National Thoroughbred Racing Association (NTRA) President and Chief Executive Officer Alex Waldrop today announced that he will retire at the end of 2021 after 15 years at the helm of the organization. 

Waldrop has had a distinguished career in the horse racing industry, serving as President of Churchill Downs and later as Chair of the equine, gaming, and entertainment practice group at the Kentucky-based law firm Wyatt, Tarrant & Combs, where he served as the NTRA’s general counsel before joining the organization full-time in his current role.

During Waldrop’s tenure at the NTRA, the association transitioned from a member dues-driven organization into a self-sustaining, program-driven operation with more than 90 percent of the entity’s revenues now derived from programs that support the industry. 

Under Waldrop’s leadership, the NTRA grew its footprint in Washington, D.C., solidifying its position as the industry’s leading voice and the entity that represents all segments of the Thoroughbred industry on Capitol Hill. As the trade association for the Thoroughbred industry, the NTRA has focused its lobbying on legislation having a direct and material impact on its members and their business activities as they relate to horse racing, breeding and pari-mutuel wagering. 

“My decision to step down at the end of this year is driven by the knowledge that the NTRA is now financially strong and strategically well positioned to lead on key issues affecting Thoroughbred racing,” said Waldrop. “It’s the right time for new leadership to take the reins and lead the organization in new and exciting directions. While I will truly miss my colleagues at the NTRA, I am certain they are prepared to meet the challenges ahead. I also have great confidence in the NTRA Board to lead the organization through this time of transition.” 

Throughout much of 2020, the NTRA worked to ensure that the industry was not left behind as federal lawmakers crafted numerous important pieces of economic stimulus legislation tied to COVID-19 relief. Another major focus of the NTRA over the past two years was the ultimate passage of the Horseracing Integrity and Safety Act (HISA), which became law in December 2020.

The NTRA played a key role in bringing together various factions of the industry represented on the NTRA Board to find common ground in their support of HISA. Support of and by horseplayers led to one of the biggest highlights during Waldrop’s time at the NTRA when in 2017 the U.S. Treasury Department formally adopted modernized regulations regarding the withholding and reporting of winning pari-mutuel wagers. The new regulations were the culmination of nearly a decade of work on Capitol Hill by the NTRA, and overnight resulted in dramatically reduced reporting obligations for horseplayers and practically eliminated withholding on winning wagers, allowing horseplayers to retain more of their winnings and leading to higher pari-mutuel handle. 

Waldrop also serves as President of NTRA Horse PAC®, the Federal Political Action Committee of the NTRA that has raised more than $5 million through voluntary contributions to support political parties and candidates for elective office at the federal level. 

In 2008, Waldrop and the NTRA led an industry-wide effort that resulted in the creation of the NTRA Safety and Integrity Alliance, an entirely new program and self-regulatory body that for more than a decade has identified and implemented national safety and integrity standards at many of the nation’s leading racetracks. Since its inception, the Alliance has helped spearhead reforms in the areas of improved medication and testing policies; guidelines for injury reporting and prevention; safety research; providing a safer racing environment; and post-racing care for retired race horses.

+---+

▸ **Assignment A**:
Translate this sentence from the NTRA announcement into Spanish: "It’s the right time for new leadership to take the reins and lead the organization in new and exciting directions."
▸ **Assignment B**:
According to the NTRA announcement, in which areas has the NTRA Safety and Integrity Alliance helped spearhead reforms? List them all.
Use only the NTRA announcement to answer.

▸ **Excerpted data**:
+---+

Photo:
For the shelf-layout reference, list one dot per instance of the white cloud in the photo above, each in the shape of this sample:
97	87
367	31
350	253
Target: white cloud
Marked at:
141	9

+---+

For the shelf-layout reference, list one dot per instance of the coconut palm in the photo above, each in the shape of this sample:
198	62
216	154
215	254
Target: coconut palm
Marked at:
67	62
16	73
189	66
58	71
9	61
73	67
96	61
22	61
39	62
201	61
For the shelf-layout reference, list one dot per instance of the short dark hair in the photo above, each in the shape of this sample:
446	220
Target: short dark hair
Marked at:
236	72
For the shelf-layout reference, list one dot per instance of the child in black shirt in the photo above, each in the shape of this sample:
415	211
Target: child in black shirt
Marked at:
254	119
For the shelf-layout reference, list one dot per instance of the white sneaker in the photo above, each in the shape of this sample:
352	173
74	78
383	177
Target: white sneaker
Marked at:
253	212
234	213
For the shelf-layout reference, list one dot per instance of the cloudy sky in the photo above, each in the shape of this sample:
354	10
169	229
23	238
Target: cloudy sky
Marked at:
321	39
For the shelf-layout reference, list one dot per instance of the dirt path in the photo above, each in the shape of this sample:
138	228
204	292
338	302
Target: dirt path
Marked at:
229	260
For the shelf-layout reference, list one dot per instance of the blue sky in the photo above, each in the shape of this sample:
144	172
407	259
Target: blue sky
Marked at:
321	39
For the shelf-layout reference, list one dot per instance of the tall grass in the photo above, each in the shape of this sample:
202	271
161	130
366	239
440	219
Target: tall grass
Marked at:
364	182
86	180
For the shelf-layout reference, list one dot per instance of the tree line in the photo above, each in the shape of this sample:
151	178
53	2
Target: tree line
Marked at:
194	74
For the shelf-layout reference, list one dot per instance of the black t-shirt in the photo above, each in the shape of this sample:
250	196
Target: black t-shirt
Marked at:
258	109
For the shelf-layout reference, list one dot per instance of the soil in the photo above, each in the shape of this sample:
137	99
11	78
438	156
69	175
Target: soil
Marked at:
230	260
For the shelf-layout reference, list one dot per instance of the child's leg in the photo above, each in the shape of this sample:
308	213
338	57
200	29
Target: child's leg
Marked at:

+---+

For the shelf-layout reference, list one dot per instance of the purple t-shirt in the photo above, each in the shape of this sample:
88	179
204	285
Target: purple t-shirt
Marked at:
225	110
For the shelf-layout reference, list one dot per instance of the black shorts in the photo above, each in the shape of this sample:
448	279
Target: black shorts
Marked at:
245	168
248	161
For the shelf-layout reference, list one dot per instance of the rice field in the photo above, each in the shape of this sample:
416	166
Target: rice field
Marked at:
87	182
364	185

+---+

▸ **Expected answer A**:
Es el momento adecuado para que un nuevo liderazgo tome las riendas y dirija a la organización en direcciones nuevas y emocionantes.

▸ **Expected answer B**:
- Improved medication and testing policies
- Guidelines for injury reporting and prevention
- Safety research
- Providing a safer racing environment
- Post-racing care for retired race horses